__INSTRUCTION__. Reproduce the listing below word for word. Begin at the line that contains "Could you kindly point to the two-story" and stop after the line that contains "Target: leafy tree".
....................
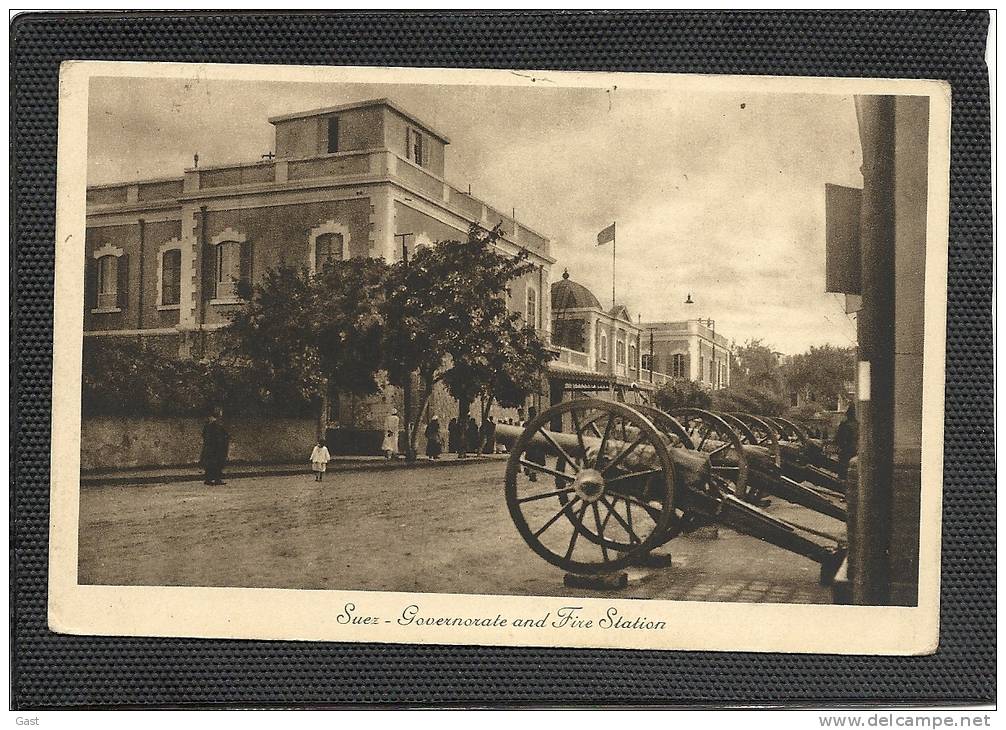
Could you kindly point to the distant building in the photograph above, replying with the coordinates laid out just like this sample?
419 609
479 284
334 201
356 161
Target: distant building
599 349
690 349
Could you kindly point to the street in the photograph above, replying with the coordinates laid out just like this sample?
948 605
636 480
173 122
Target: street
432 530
....................
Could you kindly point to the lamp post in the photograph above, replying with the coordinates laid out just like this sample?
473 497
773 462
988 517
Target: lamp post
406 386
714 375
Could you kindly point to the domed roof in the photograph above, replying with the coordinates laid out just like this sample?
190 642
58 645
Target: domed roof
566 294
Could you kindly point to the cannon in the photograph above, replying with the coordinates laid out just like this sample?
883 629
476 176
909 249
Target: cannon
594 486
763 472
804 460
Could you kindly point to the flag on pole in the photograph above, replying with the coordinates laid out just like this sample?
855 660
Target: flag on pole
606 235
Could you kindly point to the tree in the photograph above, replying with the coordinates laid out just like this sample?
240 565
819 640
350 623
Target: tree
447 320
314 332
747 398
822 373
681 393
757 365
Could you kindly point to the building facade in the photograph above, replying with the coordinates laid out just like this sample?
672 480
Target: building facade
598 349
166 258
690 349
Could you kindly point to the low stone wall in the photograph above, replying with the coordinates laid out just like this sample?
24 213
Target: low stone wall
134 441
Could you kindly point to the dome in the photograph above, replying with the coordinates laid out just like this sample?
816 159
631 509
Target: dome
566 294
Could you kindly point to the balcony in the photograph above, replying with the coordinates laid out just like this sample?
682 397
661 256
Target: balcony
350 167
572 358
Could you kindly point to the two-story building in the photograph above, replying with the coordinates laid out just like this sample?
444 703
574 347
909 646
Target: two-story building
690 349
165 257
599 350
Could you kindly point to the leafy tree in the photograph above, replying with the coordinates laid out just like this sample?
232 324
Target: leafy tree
....................
__EXERCISE ANSWER__.
Could you kindly point to the two-story building in the photograph above, replying with the coordinates laid out just like this sample?
444 703
574 347
909 646
Target: two-story building
690 349
165 257
599 350
Could you kindly point to the leafy tree in the photograph above, replying with the coordinates laid out just like this sample?
232 324
Target: leafy tree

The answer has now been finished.